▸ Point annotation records
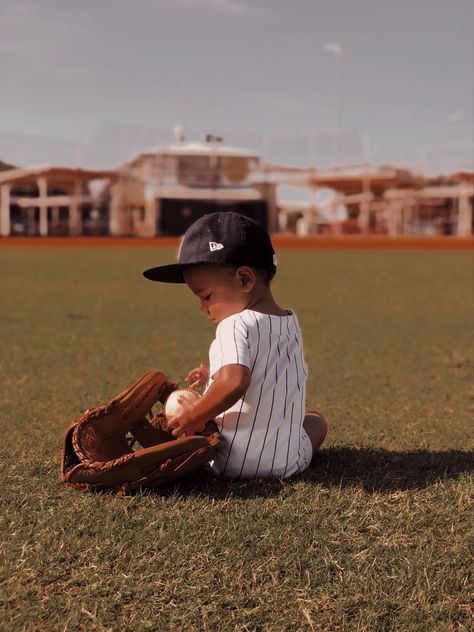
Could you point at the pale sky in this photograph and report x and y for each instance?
(92, 81)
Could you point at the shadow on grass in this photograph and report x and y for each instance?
(372, 469)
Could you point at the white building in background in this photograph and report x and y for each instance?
(162, 191)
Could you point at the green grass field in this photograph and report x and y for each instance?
(377, 535)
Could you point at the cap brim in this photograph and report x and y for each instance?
(172, 273)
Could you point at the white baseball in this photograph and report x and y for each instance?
(173, 407)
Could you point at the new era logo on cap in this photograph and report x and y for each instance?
(213, 245)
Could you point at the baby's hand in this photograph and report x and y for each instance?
(199, 376)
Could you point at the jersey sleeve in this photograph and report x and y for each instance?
(232, 345)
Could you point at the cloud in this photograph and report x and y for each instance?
(230, 7)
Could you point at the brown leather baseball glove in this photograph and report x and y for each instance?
(100, 449)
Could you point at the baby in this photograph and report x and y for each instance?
(255, 383)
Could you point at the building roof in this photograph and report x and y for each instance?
(21, 174)
(195, 149)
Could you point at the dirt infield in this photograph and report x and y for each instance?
(323, 242)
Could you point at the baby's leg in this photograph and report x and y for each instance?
(316, 428)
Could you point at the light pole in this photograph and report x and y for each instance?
(336, 49)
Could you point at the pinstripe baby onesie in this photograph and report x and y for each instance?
(262, 433)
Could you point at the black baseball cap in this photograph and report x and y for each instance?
(224, 238)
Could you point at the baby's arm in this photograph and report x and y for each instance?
(227, 387)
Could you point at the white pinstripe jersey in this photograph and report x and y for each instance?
(262, 434)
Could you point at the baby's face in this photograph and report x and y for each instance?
(219, 289)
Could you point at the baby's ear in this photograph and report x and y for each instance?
(246, 278)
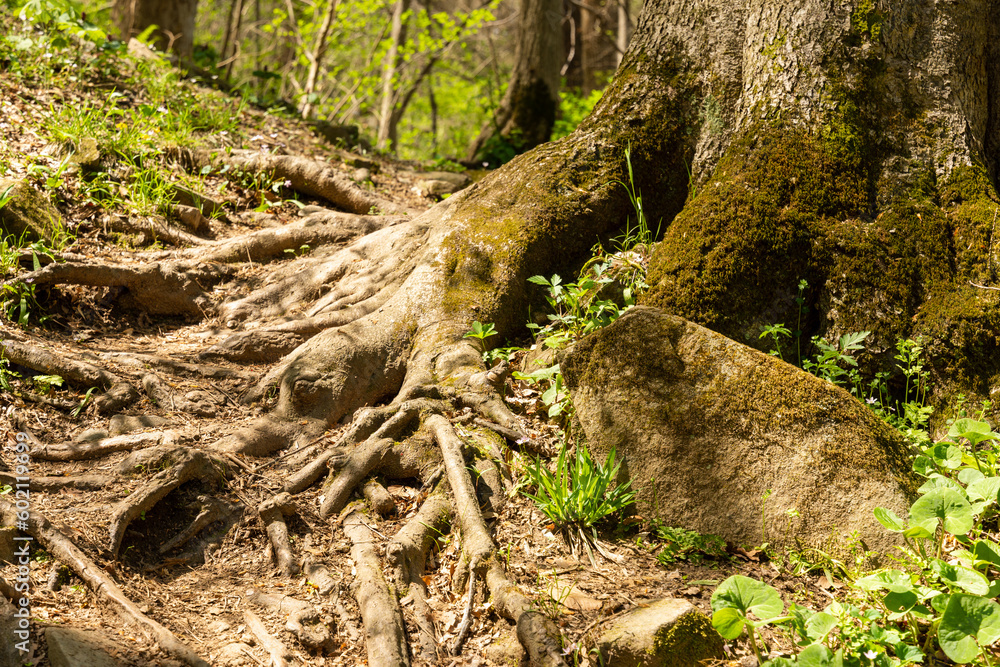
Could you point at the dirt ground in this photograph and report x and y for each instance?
(199, 590)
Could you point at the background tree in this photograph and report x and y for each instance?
(175, 21)
(528, 110)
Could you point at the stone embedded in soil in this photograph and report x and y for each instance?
(122, 424)
(722, 439)
(28, 214)
(666, 632)
(70, 647)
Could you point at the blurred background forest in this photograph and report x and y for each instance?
(417, 78)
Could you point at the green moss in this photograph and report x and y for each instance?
(691, 635)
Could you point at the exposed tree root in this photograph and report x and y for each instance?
(151, 230)
(362, 461)
(309, 177)
(118, 392)
(187, 464)
(46, 484)
(82, 451)
(406, 554)
(303, 620)
(210, 510)
(64, 550)
(385, 637)
(538, 634)
(161, 288)
(280, 655)
(272, 512)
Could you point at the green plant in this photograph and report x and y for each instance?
(481, 332)
(687, 545)
(555, 396)
(580, 493)
(733, 603)
(45, 383)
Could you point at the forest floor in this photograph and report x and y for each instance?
(201, 593)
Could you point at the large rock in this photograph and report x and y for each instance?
(665, 633)
(706, 427)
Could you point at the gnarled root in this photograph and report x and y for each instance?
(304, 620)
(309, 177)
(362, 461)
(280, 655)
(118, 395)
(187, 464)
(385, 637)
(406, 554)
(160, 288)
(273, 512)
(65, 551)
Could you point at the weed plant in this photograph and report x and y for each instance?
(579, 494)
(938, 597)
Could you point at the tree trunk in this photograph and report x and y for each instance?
(853, 145)
(388, 118)
(174, 20)
(528, 109)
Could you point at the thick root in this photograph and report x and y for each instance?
(310, 177)
(280, 655)
(304, 620)
(82, 451)
(385, 637)
(272, 512)
(406, 554)
(65, 551)
(362, 461)
(187, 464)
(161, 288)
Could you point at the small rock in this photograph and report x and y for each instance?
(378, 498)
(7, 544)
(122, 424)
(668, 631)
(90, 435)
(70, 647)
(234, 655)
(28, 214)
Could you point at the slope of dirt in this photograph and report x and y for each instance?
(171, 354)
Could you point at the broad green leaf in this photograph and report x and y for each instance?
(972, 430)
(968, 623)
(970, 475)
(748, 595)
(946, 456)
(947, 505)
(964, 578)
(984, 489)
(894, 580)
(888, 518)
(987, 550)
(816, 655)
(939, 482)
(728, 622)
(900, 602)
(819, 625)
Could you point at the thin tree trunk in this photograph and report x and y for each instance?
(387, 122)
(316, 58)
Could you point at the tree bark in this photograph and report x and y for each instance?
(175, 21)
(528, 110)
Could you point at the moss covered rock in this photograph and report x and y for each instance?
(706, 428)
(665, 633)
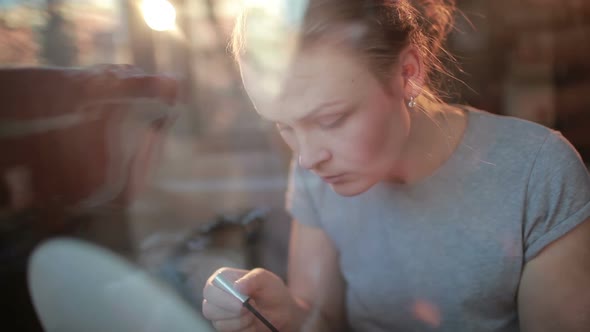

▸ What this task involves
State how many of the lines above contain the word "background", and give only the number.

▸ Task response
3